• [What you should do]:
Rewrite everything from the start of the items down to the line containing "negative clicks: (97, 59)" as a Markdown table with the columns "Row" and "Line," one numbered row per line and no blank lines. Leave the pictures out.

Items from a dataset

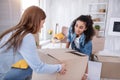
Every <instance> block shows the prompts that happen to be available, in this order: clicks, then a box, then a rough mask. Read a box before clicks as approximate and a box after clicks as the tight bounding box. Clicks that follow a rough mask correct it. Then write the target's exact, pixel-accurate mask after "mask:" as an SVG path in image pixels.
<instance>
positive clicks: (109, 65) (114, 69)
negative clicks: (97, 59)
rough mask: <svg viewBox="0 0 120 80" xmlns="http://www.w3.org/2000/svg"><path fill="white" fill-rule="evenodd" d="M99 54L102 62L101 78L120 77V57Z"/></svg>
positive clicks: (100, 61) (119, 78)
mask: <svg viewBox="0 0 120 80" xmlns="http://www.w3.org/2000/svg"><path fill="white" fill-rule="evenodd" d="M97 56H98V61H100V62H102V71H101V78H109V79H120V57H116V56H101V55H97Z"/></svg>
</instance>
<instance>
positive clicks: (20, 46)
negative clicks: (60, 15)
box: [0, 6, 66, 80]
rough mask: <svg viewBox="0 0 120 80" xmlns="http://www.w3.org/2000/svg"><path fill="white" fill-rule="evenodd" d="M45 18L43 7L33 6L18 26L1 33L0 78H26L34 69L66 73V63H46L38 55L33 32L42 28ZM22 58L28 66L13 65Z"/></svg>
mask: <svg viewBox="0 0 120 80" xmlns="http://www.w3.org/2000/svg"><path fill="white" fill-rule="evenodd" d="M45 18H46V15H45V13H44V11H43V10H42V9H40V8H39V7H37V6H31V7H29V8H27V9H26V10H25V12H24V13H23V15H22V17H21V20H20V22H19V23H18V24H17V25H16V26H14V27H12V28H10V29H8V30H7V31H5V32H4V33H2V34H1V35H0V79H2V78H3V79H2V80H26V79H27V78H28V77H29V76H31V75H32V70H33V71H35V72H38V73H55V72H60V73H61V74H64V73H65V71H66V69H65V64H56V65H50V64H45V63H43V62H42V61H41V60H40V59H39V57H38V53H37V47H36V42H35V39H34V36H33V34H37V33H38V32H39V31H40V30H41V28H42V27H43V24H44V22H45ZM21 60H25V61H26V63H27V64H28V67H24V66H18V67H20V68H15V67H16V65H14V66H15V67H12V65H13V64H14V63H16V62H19V61H21ZM24 64H25V63H24ZM21 67H22V68H21Z"/></svg>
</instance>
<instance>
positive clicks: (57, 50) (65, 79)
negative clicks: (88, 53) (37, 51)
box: [32, 49, 88, 80]
mask: <svg viewBox="0 0 120 80" xmlns="http://www.w3.org/2000/svg"><path fill="white" fill-rule="evenodd" d="M70 51H73V50H71V49H42V50H39V51H38V52H39V55H40V59H41V60H42V61H43V62H45V63H48V64H49V63H50V64H57V63H61V62H64V63H65V64H66V68H67V72H66V74H65V75H60V74H59V73H55V74H37V73H35V72H34V73H33V77H32V80H81V78H82V76H83V74H84V73H85V69H86V66H87V62H88V56H85V55H84V56H79V55H75V54H72V53H70Z"/></svg>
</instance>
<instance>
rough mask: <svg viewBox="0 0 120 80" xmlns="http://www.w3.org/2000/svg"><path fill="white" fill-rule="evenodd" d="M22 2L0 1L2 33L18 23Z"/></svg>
mask: <svg viewBox="0 0 120 80" xmlns="http://www.w3.org/2000/svg"><path fill="white" fill-rule="evenodd" d="M19 18H20V0H0V33H1V32H3V31H4V30H6V29H7V28H9V27H11V26H14V25H15V24H16V23H18V21H19Z"/></svg>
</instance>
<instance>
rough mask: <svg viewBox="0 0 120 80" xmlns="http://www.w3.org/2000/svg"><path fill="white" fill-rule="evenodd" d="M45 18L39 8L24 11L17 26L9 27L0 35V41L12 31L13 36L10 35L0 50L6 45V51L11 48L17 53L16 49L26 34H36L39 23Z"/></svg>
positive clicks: (33, 6) (39, 27) (45, 15)
mask: <svg viewBox="0 0 120 80" xmlns="http://www.w3.org/2000/svg"><path fill="white" fill-rule="evenodd" d="M45 18H46V14H45V12H44V11H43V10H42V9H41V8H39V7H37V6H30V7H28V8H27V9H26V10H25V11H24V13H23V15H22V17H21V19H20V21H19V23H18V24H17V25H16V26H14V27H11V28H10V29H8V30H6V31H5V32H3V33H2V34H1V35H0V41H1V40H2V38H3V37H4V36H5V35H6V34H8V33H9V32H12V31H14V34H12V36H11V37H10V38H9V39H8V41H7V42H5V43H4V44H3V45H0V48H2V47H4V46H5V45H8V47H7V50H8V49H10V48H11V47H13V50H14V51H17V49H18V48H20V46H21V44H22V40H23V38H24V36H25V35H27V34H28V33H32V34H36V33H37V32H39V30H40V28H41V26H40V23H41V21H42V20H44V19H45Z"/></svg>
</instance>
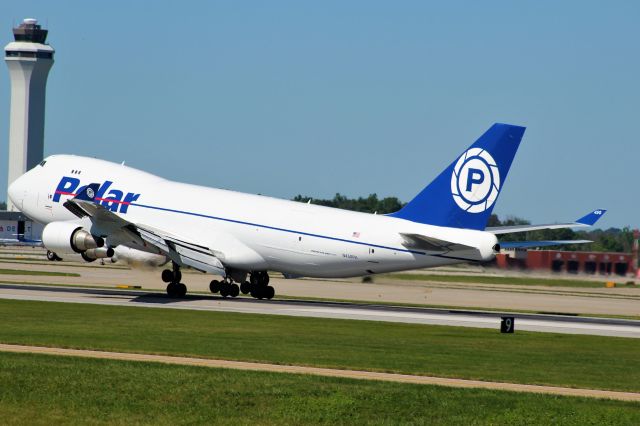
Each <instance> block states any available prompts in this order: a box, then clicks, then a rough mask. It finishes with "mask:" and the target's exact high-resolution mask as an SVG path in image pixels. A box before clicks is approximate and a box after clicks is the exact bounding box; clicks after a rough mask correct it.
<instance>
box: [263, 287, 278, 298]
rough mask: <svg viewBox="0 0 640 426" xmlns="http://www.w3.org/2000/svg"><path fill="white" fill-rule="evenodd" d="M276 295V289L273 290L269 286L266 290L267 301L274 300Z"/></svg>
mask: <svg viewBox="0 0 640 426" xmlns="http://www.w3.org/2000/svg"><path fill="white" fill-rule="evenodd" d="M275 295H276V289H275V288H273V287H271V286H267V287H265V288H264V297H265V298H266V299H269V300H271V299H273V296H275Z"/></svg>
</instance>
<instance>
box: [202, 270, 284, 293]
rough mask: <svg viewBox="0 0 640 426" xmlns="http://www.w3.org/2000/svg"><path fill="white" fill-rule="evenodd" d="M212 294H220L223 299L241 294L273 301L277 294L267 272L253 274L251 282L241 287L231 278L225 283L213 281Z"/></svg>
mask: <svg viewBox="0 0 640 426" xmlns="http://www.w3.org/2000/svg"><path fill="white" fill-rule="evenodd" d="M209 290H211V293H218V292H219V293H220V295H221V296H222V297H229V296H231V297H237V296H238V295H239V294H240V292H242V294H249V293H251V296H253V297H254V298H256V299H272V298H273V296H275V294H276V292H275V289H274V288H273V287H271V286H270V285H269V275H268V274H267V273H266V272H265V271H258V272H252V273H251V278H250V279H249V281H245V282H243V283H242V284H240V286H238V284H236V283H234V282H233V280H232V279H231V278H230V277H227V278H225V279H224V280H223V281H218V280H213V281H211V284H209Z"/></svg>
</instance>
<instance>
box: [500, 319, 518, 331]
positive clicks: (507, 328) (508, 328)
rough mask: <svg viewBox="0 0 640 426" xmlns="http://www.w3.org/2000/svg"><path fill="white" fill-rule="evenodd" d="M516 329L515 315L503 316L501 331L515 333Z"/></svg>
mask: <svg viewBox="0 0 640 426" xmlns="http://www.w3.org/2000/svg"><path fill="white" fill-rule="evenodd" d="M514 329H515V318H514V317H502V321H500V333H513V331H514Z"/></svg>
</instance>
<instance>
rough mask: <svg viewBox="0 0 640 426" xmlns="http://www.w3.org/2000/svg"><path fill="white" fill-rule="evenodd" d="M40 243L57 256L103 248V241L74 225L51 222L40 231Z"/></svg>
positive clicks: (100, 238)
mask: <svg viewBox="0 0 640 426" xmlns="http://www.w3.org/2000/svg"><path fill="white" fill-rule="evenodd" d="M42 243H43V244H44V246H45V247H46V248H47V249H48V250H51V251H52V252H55V253H57V254H63V253H64V254H72V253H80V254H84V253H86V252H87V251H89V250H95V249H99V248H101V247H103V246H104V239H103V238H102V237H97V236H95V235H91V233H90V232H88V231H87V230H85V229H83V228H82V226H79V225H78V224H76V223H71V222H51V223H49V224H48V225H47V226H45V227H44V229H43V231H42ZM108 250H109V249H107V251H108ZM111 252H113V250H111ZM93 254H94V253H92V255H93ZM112 255H113V254H112ZM83 257H84V256H83ZM100 257H109V256H100ZM96 258H98V257H96Z"/></svg>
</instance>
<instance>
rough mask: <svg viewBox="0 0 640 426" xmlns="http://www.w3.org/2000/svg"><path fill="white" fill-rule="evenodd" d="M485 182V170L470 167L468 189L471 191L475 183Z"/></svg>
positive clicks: (479, 183) (469, 169)
mask: <svg viewBox="0 0 640 426" xmlns="http://www.w3.org/2000/svg"><path fill="white" fill-rule="evenodd" d="M482 182H484V172H483V171H482V170H480V169H469V176H467V191H471V188H473V185H474V184H478V185H479V184H481V183H482Z"/></svg>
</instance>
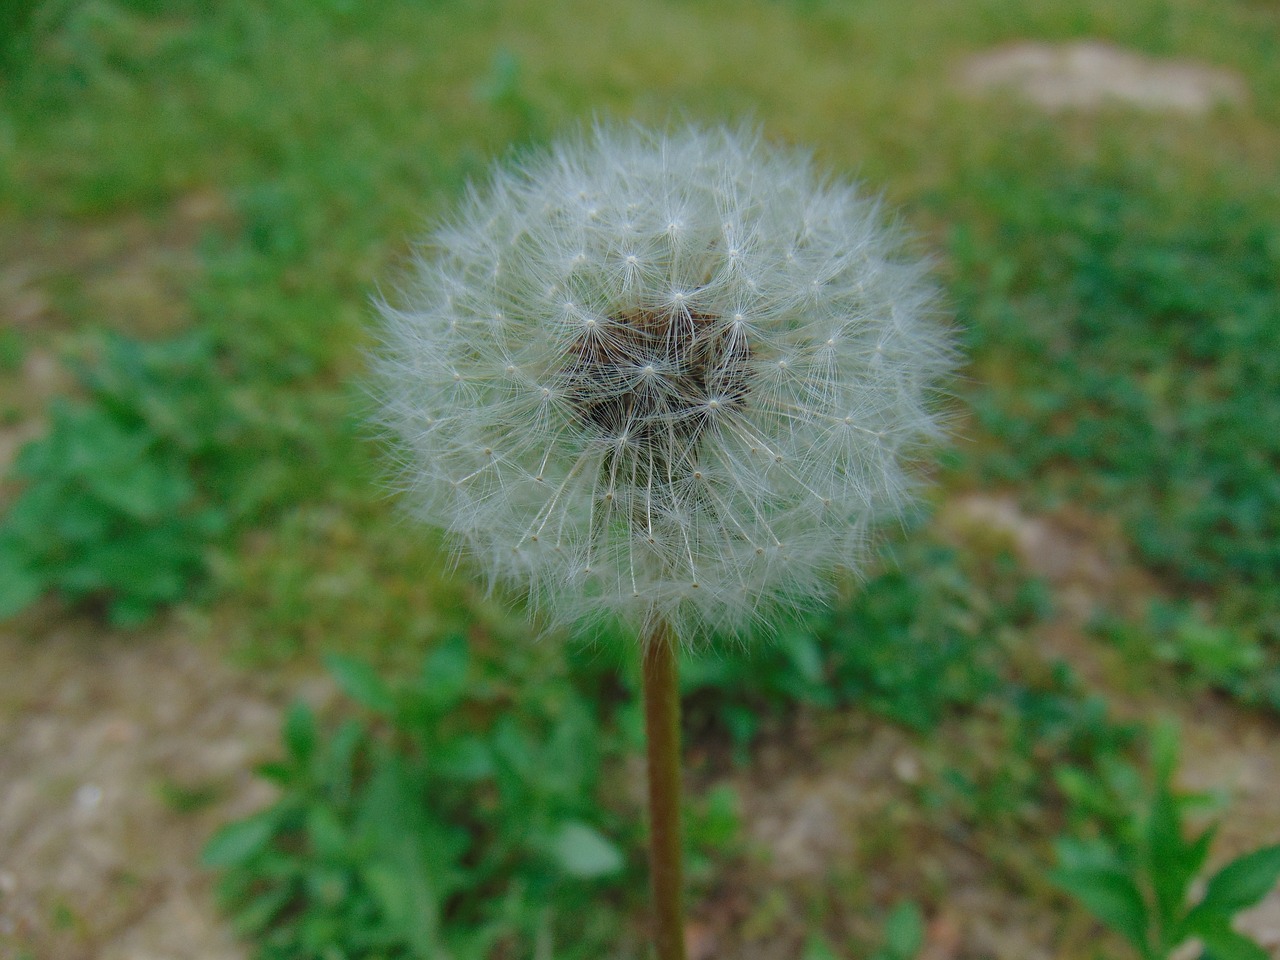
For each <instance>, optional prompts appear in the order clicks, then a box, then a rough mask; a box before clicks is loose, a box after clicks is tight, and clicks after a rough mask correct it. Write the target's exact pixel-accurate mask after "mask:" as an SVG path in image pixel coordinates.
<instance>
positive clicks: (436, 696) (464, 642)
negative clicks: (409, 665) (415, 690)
mask: <svg viewBox="0 0 1280 960" xmlns="http://www.w3.org/2000/svg"><path fill="white" fill-rule="evenodd" d="M470 662H471V657H470V653H468V650H467V640H466V637H465V636H462V635H461V634H454V635H452V636H449V637H448V639H445V640H444V641H443V643H442V644H440V645H439V646H438V648H435V649H434V650H431V653H430V655H429V657H428V658H426V663H425V664H424V666H422V695H424V696H425V698H426V700H428V703H430V704H431V707H433V708H435V709H436V710H439V712H442V713H443V712H445V710H451V709H453V707H456V705H457V704H458V701H461V700H462V698H463V696H465V695H466V692H467V686H468V685H467V675H468V673H470Z"/></svg>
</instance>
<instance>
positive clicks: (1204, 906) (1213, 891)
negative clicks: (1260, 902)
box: [1199, 844, 1280, 914]
mask: <svg viewBox="0 0 1280 960" xmlns="http://www.w3.org/2000/svg"><path fill="white" fill-rule="evenodd" d="M1277 877H1280V844H1277V845H1275V846H1267V847H1262V849H1261V850H1254V851H1253V852H1252V854H1245V855H1244V856H1242V858H1239V859H1235V860H1233V861H1231V863H1229V864H1228V865H1226V867H1224V868H1222V869H1221V870H1219V872H1217V873H1216V874H1213V877H1212V879H1210V882H1208V888H1207V890H1206V891H1204V899H1203V900H1201V904H1199V906H1201V908H1203V909H1204V910H1208V911H1215V913H1217V911H1221V913H1225V914H1234V913H1235V911H1236V910H1243V909H1245V908H1248V906H1253V905H1254V904H1256V902H1258V901H1260V900H1262V897H1265V896H1266V895H1267V893H1268V892H1271V888H1272V887H1274V886H1275V883H1276V878H1277Z"/></svg>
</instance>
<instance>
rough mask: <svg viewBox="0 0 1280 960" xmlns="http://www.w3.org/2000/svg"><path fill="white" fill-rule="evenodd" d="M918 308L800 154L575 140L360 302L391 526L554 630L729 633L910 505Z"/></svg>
mask: <svg viewBox="0 0 1280 960" xmlns="http://www.w3.org/2000/svg"><path fill="white" fill-rule="evenodd" d="M934 303H936V294H934V288H933V285H932V284H931V283H929V280H928V276H927V269H925V265H924V264H923V262H920V261H919V260H918V259H914V257H911V256H910V255H909V253H908V252H906V251H905V250H904V241H902V238H901V236H900V234H899V233H896V232H895V230H893V229H891V228H887V227H886V225H884V224H883V223H882V219H881V211H879V207H878V204H877V201H876V200H874V198H867V197H863V196H860V195H859V193H858V192H856V191H855V188H854V187H852V186H851V184H847V183H841V182H837V180H832V179H828V178H824V177H822V175H819V174H818V173H817V172H815V170H814V166H813V164H812V161H810V160H809V157H808V156H805V155H803V154H800V152H796V151H792V150H787V148H781V147H773V146H769V145H767V143H764V142H762V141H760V140H759V137H758V136H756V134H754V133H750V132H746V133H744V132H732V131H724V129H698V128H692V129H685V131H681V132H678V133H673V134H659V133H650V132H645V131H641V129H634V128H622V129H618V128H598V129H595V131H593V132H591V133H589V134H585V136H584V137H581V138H579V140H575V141H572V142H566V143H562V145H561V146H558V147H553V148H552V150H549V151H548V152H544V154H541V155H538V156H534V157H531V159H527V160H526V161H525V163H522V164H520V165H518V166H499V168H497V169H494V172H493V173H492V175H490V179H489V182H488V184H486V186H484V187H481V188H477V189H472V191H471V192H470V193H468V196H467V200H466V201H465V202H463V205H462V207H461V210H460V212H458V214H457V216H456V219H454V220H453V221H452V223H451V224H448V225H445V227H442V228H439V229H438V230H436V232H435V234H434V236H433V237H431V238H430V243H429V244H428V246H426V247H424V250H422V252H421V255H420V256H419V259H417V261H416V269H415V275H413V279H412V283H411V284H408V287H407V289H406V291H404V292H403V293H402V296H401V297H399V302H398V303H397V305H396V306H392V305H388V303H383V305H380V310H381V316H383V321H384V335H383V348H381V349H380V352H379V353H378V356H376V357H375V367H376V376H378V384H379V388H378V389H379V399H380V403H381V410H383V421H384V424H385V426H387V428H388V430H389V434H390V435H392V438H393V445H394V449H396V451H397V454H398V460H399V465H401V468H402V479H403V485H404V486H406V488H407V489H408V492H410V494H411V497H410V502H411V503H412V504H413V506H415V509H416V511H417V513H419V515H420V516H421V517H422V518H424V520H426V521H428V522H430V524H434V525H438V526H440V527H444V529H447V530H448V531H451V532H452V534H453V535H456V538H457V541H458V543H460V544H462V545H465V547H466V548H467V552H470V553H471V554H472V557H474V558H475V559H476V562H477V563H479V566H480V567H481V568H483V570H484V571H485V572H488V573H489V576H490V577H492V580H493V581H494V582H507V584H512V585H516V586H518V588H520V589H524V590H527V591H529V594H530V596H532V598H534V600H535V602H536V603H539V604H540V605H541V607H544V608H545V611H547V612H548V614H549V616H550V620H552V621H553V622H572V621H581V620H593V618H600V617H613V618H617V620H621V621H625V622H627V623H628V625H631V626H632V627H635V628H636V630H640V631H643V630H645V628H646V627H650V626H653V625H654V623H655V622H657V621H659V620H663V621H667V622H668V623H669V625H671V626H672V627H673V628H675V630H676V632H677V635H678V636H681V637H684V639H685V640H689V641H694V640H699V639H704V637H708V636H710V635H712V634H714V632H726V634H737V635H741V634H745V632H748V630H749V628H751V627H754V626H762V625H764V626H767V625H768V620H769V616H771V614H772V612H773V611H774V609H776V608H778V607H785V605H797V604H804V603H809V602H813V600H814V599H817V598H820V596H823V595H824V594H826V591H827V589H828V586H827V584H828V577H829V573H831V571H832V570H833V568H835V567H840V566H846V567H852V568H855V570H856V567H858V564H859V563H860V562H861V561H863V558H864V554H865V547H867V541H868V536H869V530H870V527H872V526H873V524H874V522H877V521H878V520H881V518H883V517H886V516H890V515H895V513H899V512H901V511H902V508H904V507H906V506H908V503H909V502H910V492H911V489H913V483H911V470H910V466H911V460H913V457H914V456H915V453H916V451H918V449H919V445H920V443H922V442H925V440H929V439H932V438H934V436H937V435H938V434H940V433H941V421H940V417H938V415H937V412H936V399H937V394H938V390H940V388H941V385H942V383H943V380H945V378H946V375H947V374H948V372H950V370H951V367H952V365H954V361H955V355H954V348H952V339H951V337H950V334H948V333H947V330H946V328H945V325H943V324H942V323H941V321H940V319H938V316H937V311H936V307H934ZM513 371H518V375H516V376H513V375H512V374H513Z"/></svg>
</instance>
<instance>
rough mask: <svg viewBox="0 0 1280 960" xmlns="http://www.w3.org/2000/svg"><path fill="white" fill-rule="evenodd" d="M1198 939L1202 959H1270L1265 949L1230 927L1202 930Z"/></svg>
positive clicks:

• [The completed task]:
| Row | Line |
|---|---|
| 1 | Every <instance> block shows the prompts that happen to be available, in this order: clicks, then a box, then a rough mask. Read a box before clicks as approximate and a box after clicks as the tight bounding box. Clicks that follow a rough mask correct it. Then write the target's exact, pixel-accurate mask after "mask:" as an SVG path in image pixels. |
| 2 | <instance> |
| 3 | positive clicks: (109, 65) (114, 69) |
| 4 | negative clicks: (97, 59) |